_The data_.
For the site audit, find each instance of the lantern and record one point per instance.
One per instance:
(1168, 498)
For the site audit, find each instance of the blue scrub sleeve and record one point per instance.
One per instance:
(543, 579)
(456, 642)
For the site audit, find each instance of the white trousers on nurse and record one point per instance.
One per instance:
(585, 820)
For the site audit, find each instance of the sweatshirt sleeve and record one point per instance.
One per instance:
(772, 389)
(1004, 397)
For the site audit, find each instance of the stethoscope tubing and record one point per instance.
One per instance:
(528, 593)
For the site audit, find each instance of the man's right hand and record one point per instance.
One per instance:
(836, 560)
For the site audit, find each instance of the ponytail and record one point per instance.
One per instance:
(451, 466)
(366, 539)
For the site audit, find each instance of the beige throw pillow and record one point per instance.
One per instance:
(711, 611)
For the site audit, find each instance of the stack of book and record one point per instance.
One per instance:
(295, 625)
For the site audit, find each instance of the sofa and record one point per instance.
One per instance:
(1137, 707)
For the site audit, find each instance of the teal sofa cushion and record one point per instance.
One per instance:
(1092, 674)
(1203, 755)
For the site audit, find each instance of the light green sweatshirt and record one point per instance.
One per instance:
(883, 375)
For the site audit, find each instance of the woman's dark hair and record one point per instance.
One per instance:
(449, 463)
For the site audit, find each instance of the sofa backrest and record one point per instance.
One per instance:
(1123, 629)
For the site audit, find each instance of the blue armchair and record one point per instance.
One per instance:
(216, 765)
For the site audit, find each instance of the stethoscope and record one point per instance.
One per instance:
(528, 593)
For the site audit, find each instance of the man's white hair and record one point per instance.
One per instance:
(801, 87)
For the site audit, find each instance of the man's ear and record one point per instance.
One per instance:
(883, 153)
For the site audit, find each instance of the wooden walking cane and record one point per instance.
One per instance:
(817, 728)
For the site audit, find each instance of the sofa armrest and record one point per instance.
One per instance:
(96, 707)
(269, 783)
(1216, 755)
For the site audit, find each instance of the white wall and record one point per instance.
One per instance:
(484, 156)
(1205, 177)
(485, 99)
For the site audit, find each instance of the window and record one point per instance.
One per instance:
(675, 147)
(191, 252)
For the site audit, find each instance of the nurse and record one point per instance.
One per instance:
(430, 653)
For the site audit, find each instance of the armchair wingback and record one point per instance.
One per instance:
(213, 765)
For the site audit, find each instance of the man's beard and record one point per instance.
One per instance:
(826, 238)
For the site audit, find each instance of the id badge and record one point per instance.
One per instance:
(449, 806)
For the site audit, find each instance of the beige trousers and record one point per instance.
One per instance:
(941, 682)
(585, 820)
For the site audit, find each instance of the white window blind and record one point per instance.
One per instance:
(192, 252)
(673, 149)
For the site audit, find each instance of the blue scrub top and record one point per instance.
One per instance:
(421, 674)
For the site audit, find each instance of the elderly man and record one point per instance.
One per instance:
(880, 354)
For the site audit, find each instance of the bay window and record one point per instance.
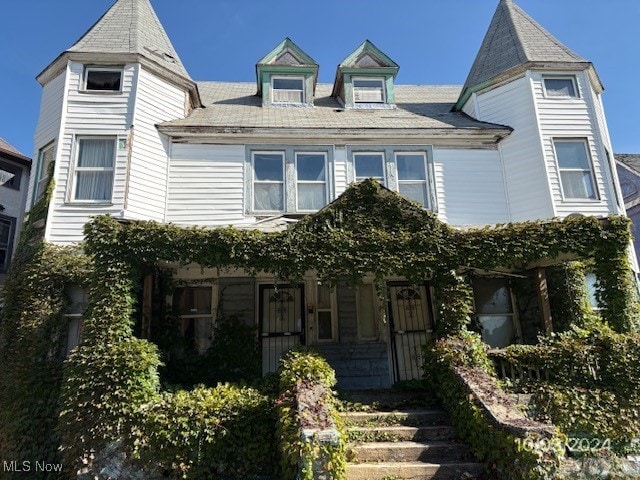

_Action item_. Where a line of the entries contains the word "sofa", count it, then state the total and nothing else.

_Output for this task_. 4